In the records below, some lines hold the word "blurred". Copy each of those lines.

= = = = = = =

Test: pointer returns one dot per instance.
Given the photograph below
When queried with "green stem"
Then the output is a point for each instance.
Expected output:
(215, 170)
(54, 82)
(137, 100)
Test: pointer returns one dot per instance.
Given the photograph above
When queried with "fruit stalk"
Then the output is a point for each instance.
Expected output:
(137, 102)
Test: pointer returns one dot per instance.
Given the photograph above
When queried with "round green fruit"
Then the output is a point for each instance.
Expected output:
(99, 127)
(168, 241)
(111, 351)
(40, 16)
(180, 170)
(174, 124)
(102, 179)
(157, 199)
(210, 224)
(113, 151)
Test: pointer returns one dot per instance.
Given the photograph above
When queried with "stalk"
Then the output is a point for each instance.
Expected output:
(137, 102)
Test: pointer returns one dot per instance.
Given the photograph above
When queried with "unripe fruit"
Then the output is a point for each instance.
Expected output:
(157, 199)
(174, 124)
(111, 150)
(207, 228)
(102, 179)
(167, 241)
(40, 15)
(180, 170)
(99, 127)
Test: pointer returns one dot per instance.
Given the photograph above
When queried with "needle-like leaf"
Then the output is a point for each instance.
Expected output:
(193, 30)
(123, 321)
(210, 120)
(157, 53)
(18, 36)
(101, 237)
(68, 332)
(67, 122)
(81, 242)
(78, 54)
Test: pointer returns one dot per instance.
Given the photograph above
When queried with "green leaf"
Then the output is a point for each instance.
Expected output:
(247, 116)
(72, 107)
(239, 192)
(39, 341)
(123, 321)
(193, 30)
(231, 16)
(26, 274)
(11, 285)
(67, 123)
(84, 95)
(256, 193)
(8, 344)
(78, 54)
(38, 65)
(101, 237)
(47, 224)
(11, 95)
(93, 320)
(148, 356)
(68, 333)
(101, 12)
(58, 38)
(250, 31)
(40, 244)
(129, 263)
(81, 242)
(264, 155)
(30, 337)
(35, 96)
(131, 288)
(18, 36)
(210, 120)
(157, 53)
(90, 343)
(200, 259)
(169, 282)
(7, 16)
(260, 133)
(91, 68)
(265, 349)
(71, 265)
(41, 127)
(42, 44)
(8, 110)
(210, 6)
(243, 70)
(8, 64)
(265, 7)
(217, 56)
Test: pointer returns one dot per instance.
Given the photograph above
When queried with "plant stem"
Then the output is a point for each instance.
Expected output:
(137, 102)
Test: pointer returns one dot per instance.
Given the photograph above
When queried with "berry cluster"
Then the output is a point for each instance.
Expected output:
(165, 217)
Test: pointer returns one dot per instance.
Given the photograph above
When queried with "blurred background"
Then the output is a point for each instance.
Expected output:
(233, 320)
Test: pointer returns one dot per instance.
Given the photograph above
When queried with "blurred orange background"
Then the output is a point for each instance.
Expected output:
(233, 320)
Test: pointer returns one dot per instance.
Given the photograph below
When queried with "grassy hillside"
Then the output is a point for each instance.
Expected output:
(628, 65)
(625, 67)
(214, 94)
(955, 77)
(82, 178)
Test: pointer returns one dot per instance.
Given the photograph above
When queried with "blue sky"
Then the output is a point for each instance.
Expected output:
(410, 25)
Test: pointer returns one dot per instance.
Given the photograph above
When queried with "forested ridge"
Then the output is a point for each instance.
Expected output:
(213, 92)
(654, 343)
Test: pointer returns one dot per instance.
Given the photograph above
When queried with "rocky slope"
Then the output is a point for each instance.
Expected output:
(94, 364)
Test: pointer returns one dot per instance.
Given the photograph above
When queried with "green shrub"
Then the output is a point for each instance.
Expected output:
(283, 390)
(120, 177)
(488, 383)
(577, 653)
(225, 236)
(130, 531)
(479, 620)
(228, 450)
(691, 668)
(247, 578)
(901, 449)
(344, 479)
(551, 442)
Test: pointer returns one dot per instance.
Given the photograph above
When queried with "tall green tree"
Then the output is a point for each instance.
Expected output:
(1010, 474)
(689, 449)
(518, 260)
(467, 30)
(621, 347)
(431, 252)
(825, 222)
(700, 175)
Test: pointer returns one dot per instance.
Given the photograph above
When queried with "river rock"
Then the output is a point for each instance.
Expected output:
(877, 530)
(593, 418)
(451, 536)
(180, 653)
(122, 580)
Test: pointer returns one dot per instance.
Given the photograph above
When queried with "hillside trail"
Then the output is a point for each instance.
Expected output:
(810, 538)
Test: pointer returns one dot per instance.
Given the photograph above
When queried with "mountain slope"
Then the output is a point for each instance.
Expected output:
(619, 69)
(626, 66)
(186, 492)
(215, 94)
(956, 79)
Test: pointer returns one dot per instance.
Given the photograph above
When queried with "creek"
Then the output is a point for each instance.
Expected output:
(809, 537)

= = = = = = =

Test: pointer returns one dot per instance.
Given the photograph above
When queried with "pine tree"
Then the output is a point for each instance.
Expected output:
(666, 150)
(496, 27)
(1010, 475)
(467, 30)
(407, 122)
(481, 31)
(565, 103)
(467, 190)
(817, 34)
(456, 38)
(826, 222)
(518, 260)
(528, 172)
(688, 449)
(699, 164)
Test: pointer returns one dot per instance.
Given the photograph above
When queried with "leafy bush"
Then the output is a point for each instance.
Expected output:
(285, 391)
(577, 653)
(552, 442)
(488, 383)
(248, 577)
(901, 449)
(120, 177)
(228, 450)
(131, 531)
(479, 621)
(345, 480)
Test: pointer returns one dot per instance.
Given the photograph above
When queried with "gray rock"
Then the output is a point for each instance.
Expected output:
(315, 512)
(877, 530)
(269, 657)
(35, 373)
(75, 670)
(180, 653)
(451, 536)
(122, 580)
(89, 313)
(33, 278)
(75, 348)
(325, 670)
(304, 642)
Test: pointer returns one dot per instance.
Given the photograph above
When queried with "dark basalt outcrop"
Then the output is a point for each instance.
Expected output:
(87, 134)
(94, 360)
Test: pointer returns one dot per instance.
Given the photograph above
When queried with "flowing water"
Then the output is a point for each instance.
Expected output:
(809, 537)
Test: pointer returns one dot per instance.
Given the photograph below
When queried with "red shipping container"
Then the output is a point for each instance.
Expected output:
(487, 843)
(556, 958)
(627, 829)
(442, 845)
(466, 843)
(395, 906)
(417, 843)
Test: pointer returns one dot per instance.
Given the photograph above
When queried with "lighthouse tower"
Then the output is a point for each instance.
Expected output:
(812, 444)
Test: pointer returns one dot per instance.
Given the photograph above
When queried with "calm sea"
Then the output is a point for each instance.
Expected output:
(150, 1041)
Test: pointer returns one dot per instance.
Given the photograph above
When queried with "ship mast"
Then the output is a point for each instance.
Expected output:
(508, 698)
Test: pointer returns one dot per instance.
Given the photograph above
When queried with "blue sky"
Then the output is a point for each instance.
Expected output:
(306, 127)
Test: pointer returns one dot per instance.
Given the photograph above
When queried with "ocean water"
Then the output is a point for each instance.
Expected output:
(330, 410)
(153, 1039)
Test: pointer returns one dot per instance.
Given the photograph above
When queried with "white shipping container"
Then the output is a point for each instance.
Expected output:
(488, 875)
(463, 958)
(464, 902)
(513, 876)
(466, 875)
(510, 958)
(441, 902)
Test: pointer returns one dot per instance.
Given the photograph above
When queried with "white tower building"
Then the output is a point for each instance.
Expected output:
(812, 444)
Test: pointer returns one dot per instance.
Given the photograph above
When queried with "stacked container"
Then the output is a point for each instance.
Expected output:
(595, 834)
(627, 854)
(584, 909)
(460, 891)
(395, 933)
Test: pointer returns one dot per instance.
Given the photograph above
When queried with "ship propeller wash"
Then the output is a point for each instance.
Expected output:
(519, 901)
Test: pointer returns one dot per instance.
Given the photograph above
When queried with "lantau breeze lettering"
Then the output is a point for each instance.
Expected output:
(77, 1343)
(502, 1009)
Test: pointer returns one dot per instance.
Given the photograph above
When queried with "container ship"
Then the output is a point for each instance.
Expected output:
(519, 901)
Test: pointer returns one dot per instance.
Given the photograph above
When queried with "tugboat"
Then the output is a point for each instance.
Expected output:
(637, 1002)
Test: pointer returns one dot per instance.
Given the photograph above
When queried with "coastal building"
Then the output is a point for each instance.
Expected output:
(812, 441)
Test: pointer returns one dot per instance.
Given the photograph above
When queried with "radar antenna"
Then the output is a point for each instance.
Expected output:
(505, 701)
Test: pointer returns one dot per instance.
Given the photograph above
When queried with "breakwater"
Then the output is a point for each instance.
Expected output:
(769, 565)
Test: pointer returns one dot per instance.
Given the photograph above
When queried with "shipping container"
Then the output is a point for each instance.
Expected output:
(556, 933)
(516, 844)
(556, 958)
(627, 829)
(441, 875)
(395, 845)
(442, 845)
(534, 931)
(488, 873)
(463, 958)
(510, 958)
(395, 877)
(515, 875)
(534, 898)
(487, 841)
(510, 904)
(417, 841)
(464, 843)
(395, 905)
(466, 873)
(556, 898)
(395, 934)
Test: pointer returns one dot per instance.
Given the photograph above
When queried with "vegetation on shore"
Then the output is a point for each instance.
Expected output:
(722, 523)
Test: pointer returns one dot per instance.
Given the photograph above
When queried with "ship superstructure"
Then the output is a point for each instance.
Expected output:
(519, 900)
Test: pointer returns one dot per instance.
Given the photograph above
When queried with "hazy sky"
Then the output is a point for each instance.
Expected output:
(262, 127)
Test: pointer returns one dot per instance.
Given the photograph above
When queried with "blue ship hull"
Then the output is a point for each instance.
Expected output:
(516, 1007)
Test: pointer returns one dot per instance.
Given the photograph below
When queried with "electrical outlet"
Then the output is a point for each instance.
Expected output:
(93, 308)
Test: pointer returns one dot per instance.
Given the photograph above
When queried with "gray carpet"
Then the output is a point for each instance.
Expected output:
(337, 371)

= = = = = = =

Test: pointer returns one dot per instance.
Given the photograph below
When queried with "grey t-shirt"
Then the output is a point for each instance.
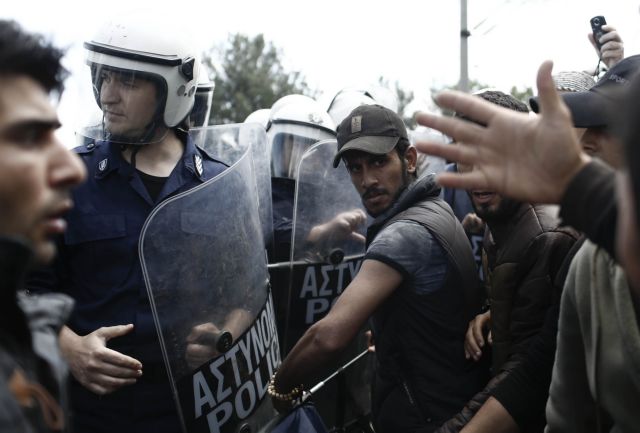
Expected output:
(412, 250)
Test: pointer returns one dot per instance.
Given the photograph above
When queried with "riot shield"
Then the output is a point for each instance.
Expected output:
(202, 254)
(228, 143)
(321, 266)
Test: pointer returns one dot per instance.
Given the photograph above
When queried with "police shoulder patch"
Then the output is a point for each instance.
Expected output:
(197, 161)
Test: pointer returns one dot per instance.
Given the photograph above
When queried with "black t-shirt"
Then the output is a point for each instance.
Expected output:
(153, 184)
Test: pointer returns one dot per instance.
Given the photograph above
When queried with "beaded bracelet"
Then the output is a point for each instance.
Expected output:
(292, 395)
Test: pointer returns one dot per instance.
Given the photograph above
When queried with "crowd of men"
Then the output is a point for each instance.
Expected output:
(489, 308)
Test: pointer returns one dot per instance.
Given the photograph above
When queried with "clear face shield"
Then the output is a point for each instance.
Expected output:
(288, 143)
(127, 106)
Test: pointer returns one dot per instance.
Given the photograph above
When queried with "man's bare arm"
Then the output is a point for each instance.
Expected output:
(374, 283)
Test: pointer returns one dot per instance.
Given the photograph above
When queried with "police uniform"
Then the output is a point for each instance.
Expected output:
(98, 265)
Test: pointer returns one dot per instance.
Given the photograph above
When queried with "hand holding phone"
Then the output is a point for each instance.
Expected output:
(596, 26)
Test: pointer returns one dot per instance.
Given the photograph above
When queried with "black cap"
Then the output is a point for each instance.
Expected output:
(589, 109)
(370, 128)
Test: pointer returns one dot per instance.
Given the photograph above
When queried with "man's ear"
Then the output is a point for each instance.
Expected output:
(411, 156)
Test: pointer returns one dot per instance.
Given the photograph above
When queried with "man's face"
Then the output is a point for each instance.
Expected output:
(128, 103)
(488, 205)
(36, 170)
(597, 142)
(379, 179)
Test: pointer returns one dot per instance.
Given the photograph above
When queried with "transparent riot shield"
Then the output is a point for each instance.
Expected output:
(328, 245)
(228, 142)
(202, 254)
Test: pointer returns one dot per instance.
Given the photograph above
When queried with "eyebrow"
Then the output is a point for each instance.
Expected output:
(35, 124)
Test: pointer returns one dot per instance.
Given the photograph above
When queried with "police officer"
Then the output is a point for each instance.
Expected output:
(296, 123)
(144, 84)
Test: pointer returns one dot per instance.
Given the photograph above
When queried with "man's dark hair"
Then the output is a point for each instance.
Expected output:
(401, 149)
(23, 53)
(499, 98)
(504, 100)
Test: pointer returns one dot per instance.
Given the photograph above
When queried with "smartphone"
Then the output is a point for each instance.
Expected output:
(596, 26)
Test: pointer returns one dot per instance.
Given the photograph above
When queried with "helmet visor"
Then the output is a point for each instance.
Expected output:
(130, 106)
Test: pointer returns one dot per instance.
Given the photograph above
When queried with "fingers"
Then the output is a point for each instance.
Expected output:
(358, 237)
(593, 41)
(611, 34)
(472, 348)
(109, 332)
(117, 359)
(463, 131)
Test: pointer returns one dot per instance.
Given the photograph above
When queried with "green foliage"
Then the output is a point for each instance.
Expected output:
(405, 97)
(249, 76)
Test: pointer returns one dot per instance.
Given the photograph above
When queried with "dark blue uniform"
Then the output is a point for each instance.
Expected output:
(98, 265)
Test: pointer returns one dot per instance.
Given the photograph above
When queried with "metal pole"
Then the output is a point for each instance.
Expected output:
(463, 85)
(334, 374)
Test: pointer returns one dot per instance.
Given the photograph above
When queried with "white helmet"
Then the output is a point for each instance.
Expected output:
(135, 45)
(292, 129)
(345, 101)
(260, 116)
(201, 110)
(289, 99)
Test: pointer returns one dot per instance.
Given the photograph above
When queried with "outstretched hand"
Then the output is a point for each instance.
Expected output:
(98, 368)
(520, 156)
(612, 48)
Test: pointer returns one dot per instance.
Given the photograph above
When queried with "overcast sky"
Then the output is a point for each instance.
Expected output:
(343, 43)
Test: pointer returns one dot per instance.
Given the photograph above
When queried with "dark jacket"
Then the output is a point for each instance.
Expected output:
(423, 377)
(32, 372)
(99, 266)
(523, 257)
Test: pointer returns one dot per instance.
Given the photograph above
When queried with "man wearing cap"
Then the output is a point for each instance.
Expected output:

= = = = = = =

# SOLUTION
When queried with "blurred background"
When queried with "blurred orange background"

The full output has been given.